• _TASK 1_: Please print the food and drink sector passage below from "Growing an innovative" to "and resilient crops.".
• _TASK 2_:
Answer these questions from the food and drink sector passage below.
(a) How much funding supports the latest round of Genetic Improvement Networks, and over what period?
(b) What will the grants opening this month support?
(c) Which sector will be supported to increase its uptake of automation and robotics?

• _SOURCE PASSAGE_:
Growing an innovative food and drink sector

This month applications will open for grants to support the development and adoption of novel techniques for improving nutrient management.

We are launching the latest round of Genetic Improvement Networks, supported by up to £15 million in funding over the next five years to boost breeding research for key UK crops. It will harness the opportunities of our recent Genetic Technology (Precision Breeding) Act to help farmers and breeders produce stronger, more sustainable and resilient crops.

We have set out detail of how we will support the horticulture sector to increase the uptake of automation and robotics through our response to the Independent Review into Labour Shortages in the Food Supply Chain, reducing its reliance on migrant labour.

[Saved data entries]
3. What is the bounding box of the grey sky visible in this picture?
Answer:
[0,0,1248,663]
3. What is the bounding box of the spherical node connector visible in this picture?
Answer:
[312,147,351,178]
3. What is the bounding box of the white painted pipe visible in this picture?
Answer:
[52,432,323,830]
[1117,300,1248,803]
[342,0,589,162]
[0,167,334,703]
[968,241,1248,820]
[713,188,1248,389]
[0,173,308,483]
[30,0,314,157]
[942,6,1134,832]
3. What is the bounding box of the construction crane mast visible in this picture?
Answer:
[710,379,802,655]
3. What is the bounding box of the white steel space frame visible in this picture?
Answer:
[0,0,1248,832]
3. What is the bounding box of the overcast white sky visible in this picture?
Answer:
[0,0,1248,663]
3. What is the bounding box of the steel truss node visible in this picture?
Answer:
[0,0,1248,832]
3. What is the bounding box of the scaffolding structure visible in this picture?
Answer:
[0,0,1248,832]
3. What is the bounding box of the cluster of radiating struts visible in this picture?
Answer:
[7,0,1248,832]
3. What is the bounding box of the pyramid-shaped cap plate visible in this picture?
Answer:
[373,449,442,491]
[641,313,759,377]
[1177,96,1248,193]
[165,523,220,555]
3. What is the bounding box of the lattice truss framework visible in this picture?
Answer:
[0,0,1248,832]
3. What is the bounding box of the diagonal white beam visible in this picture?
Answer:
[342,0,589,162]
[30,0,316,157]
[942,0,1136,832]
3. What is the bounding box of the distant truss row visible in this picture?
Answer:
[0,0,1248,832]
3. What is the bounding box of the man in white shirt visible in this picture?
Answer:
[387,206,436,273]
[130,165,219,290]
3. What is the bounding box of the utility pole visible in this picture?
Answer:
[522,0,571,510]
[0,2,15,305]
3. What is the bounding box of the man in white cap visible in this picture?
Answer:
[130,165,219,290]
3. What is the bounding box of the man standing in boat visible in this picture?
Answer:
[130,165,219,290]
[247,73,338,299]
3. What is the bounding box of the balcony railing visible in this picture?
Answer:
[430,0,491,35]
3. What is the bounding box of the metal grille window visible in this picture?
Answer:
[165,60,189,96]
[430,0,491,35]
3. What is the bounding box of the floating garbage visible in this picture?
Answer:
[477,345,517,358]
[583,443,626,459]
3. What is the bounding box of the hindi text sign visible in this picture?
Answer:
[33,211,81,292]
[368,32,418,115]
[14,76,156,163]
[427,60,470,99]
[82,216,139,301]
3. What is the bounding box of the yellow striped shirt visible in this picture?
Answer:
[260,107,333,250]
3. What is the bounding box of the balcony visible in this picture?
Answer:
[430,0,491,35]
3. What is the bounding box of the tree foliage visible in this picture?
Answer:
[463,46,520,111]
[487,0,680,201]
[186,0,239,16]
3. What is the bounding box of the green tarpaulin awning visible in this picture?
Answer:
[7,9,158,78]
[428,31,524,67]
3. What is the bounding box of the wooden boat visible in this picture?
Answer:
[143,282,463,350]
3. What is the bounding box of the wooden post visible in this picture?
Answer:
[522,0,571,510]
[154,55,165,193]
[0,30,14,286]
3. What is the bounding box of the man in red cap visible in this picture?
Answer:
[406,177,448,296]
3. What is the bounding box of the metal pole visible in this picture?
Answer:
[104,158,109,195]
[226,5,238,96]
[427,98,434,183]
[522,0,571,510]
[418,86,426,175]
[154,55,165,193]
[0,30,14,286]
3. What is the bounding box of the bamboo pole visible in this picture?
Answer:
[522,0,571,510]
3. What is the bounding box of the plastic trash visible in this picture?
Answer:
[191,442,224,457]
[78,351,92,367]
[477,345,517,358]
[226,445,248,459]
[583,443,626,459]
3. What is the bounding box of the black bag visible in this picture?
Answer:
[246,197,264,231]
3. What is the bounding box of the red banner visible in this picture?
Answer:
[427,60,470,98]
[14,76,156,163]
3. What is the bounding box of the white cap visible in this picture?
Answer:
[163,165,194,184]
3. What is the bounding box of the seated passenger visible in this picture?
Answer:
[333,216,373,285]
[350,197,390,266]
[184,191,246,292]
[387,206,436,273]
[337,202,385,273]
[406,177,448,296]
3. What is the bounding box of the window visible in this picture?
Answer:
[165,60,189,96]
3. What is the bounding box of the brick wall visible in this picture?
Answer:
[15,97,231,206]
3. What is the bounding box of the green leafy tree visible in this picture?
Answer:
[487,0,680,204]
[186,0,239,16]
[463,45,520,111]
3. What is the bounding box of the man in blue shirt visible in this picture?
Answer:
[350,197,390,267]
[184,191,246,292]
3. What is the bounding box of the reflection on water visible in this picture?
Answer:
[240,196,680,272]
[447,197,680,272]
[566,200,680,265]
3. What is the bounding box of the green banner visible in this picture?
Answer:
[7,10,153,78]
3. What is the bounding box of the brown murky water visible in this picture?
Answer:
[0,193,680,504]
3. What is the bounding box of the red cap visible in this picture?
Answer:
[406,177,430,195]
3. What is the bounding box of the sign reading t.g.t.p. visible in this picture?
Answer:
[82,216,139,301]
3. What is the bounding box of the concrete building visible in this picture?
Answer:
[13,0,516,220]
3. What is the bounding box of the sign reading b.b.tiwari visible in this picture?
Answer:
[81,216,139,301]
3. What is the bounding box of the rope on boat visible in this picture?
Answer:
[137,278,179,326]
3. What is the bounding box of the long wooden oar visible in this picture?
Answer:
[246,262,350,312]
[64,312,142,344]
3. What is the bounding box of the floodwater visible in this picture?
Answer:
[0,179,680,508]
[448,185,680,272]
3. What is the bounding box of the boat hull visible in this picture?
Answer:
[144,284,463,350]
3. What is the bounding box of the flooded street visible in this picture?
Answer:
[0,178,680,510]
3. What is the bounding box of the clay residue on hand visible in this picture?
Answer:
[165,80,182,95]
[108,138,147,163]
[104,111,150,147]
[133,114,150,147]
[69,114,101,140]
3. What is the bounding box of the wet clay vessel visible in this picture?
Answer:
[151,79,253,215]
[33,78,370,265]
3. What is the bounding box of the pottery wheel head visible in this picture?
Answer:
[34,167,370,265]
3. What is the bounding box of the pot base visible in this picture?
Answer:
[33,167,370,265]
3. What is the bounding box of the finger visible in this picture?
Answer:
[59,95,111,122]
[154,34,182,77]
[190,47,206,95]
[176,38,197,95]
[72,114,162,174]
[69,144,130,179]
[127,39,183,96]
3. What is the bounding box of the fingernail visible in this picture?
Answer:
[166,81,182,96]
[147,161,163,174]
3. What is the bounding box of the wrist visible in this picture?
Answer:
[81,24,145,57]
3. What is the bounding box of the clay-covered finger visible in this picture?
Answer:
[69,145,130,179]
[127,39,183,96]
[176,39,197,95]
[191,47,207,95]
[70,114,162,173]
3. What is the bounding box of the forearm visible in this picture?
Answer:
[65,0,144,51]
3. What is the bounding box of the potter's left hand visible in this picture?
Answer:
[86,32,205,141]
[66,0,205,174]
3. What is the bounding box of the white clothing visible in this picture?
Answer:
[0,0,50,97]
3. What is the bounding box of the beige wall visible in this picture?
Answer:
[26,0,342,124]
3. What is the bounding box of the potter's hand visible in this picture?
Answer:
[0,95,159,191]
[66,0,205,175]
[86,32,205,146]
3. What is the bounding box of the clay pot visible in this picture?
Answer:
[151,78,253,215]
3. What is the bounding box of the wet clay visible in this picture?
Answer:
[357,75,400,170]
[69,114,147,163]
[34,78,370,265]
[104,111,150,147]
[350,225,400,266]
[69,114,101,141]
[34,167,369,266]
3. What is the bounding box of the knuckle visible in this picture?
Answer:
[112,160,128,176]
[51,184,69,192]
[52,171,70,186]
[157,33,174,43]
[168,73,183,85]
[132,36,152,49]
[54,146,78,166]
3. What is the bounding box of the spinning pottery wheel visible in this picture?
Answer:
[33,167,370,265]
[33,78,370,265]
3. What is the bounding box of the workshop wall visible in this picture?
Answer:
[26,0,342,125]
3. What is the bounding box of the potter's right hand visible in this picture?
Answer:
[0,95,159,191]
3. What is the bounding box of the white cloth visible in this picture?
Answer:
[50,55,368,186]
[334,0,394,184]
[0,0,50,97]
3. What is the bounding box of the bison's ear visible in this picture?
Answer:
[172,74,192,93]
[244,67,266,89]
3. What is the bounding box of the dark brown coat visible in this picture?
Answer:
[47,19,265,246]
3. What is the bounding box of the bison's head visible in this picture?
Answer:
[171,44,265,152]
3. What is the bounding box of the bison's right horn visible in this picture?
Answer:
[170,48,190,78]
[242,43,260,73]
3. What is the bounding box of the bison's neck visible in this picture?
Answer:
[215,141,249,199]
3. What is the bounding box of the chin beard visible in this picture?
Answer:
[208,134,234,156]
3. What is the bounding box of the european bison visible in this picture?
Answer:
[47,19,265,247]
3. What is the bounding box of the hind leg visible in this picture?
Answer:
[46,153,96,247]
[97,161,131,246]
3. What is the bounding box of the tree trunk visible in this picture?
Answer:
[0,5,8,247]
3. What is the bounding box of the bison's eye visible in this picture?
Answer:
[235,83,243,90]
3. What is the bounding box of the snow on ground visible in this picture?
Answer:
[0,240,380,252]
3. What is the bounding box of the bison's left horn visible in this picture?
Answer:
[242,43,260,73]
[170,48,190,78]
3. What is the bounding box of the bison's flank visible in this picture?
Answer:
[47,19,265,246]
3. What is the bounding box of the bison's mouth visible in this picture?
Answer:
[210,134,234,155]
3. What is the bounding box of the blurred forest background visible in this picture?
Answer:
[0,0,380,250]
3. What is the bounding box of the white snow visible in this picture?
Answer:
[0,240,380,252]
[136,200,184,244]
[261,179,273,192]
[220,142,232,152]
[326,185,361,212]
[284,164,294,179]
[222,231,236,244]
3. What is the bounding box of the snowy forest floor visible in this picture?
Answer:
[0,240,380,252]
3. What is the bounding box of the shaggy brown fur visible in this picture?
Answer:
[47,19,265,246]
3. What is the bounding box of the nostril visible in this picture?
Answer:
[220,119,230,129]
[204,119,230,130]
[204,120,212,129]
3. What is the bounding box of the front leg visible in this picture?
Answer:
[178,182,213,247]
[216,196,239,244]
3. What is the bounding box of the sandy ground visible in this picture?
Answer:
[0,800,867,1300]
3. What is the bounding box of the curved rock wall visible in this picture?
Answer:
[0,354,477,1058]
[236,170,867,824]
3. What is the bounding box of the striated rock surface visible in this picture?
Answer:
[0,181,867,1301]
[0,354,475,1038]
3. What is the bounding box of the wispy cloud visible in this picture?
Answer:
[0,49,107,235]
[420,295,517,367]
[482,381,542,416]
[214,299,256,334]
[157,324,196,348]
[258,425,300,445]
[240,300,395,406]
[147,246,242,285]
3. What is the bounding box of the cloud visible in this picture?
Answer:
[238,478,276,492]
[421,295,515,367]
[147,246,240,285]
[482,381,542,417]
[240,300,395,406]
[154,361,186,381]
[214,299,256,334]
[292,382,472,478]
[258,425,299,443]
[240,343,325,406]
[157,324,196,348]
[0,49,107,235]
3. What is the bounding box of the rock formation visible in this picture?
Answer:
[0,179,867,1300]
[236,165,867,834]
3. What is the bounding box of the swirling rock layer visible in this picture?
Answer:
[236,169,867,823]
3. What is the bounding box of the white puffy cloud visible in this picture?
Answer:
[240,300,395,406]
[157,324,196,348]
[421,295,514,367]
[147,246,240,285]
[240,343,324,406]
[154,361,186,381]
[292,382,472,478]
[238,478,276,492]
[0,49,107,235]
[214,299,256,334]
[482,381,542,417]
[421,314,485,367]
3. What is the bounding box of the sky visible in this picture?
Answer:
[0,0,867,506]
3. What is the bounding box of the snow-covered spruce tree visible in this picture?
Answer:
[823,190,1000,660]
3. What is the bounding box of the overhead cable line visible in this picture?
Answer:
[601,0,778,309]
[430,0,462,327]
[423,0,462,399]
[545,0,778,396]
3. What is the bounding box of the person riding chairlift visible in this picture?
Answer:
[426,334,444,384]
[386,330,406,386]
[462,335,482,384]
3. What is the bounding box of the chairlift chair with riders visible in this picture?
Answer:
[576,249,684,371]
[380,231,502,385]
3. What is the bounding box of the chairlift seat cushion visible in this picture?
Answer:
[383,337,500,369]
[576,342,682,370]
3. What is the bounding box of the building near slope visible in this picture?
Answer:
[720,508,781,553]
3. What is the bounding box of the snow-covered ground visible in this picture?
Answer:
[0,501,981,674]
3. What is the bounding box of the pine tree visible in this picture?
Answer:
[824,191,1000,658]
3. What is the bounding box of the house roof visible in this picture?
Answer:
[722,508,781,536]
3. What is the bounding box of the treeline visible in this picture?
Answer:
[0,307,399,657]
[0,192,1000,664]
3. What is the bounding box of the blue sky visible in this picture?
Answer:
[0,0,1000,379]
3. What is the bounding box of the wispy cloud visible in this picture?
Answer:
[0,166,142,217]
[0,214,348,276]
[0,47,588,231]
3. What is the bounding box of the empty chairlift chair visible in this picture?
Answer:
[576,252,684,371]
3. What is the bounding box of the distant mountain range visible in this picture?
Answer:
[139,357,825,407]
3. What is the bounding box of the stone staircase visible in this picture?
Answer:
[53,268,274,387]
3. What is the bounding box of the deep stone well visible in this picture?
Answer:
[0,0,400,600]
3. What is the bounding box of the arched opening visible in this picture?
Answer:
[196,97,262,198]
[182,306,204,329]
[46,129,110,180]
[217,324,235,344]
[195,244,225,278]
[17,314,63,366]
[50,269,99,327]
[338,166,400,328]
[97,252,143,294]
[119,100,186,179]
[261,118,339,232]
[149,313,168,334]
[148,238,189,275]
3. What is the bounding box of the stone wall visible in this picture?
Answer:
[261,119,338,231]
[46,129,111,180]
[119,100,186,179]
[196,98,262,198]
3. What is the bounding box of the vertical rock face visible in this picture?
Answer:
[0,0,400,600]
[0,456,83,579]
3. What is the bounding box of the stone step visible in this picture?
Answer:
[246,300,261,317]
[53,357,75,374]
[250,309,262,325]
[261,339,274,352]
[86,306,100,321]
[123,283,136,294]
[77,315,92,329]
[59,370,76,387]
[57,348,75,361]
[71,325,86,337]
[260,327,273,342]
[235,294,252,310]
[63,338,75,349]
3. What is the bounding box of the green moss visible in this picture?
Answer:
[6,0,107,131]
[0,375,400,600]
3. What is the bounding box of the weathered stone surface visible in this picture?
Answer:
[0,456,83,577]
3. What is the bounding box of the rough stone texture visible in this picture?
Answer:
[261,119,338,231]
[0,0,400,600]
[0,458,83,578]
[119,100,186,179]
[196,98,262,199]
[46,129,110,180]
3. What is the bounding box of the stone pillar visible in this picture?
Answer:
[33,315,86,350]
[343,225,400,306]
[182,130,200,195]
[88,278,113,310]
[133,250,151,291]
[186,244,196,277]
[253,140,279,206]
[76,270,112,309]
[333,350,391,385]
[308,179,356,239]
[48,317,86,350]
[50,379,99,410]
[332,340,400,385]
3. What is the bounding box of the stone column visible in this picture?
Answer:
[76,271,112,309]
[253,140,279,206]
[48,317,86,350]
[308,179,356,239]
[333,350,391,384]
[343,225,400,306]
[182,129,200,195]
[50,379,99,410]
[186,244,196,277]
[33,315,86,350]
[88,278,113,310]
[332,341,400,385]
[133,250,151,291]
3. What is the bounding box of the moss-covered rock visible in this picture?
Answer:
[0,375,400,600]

• _WRITTEN REPLY 1_:
Growing an innovative food and drink sector

This month applications will open for grants to support the development and adoption of novel techniques for improving nutrient management.

We are launching the latest round of Genetic Improvement Networks, supported by up to £15 million in funding over the next five years to boost breeding research for key UK crops. It will harness the opportunities of our recent Genetic Technology (Precision Breeding) Act to help farmers and breeders produce stronger, more sustainable and resilient crops.

• _WRITTEN REPLY 2_:
(a) Up to £15 million over the next five years.
(b) The development and adoption of novel techniques for improving nutrient management.
(c) The horticulture sector.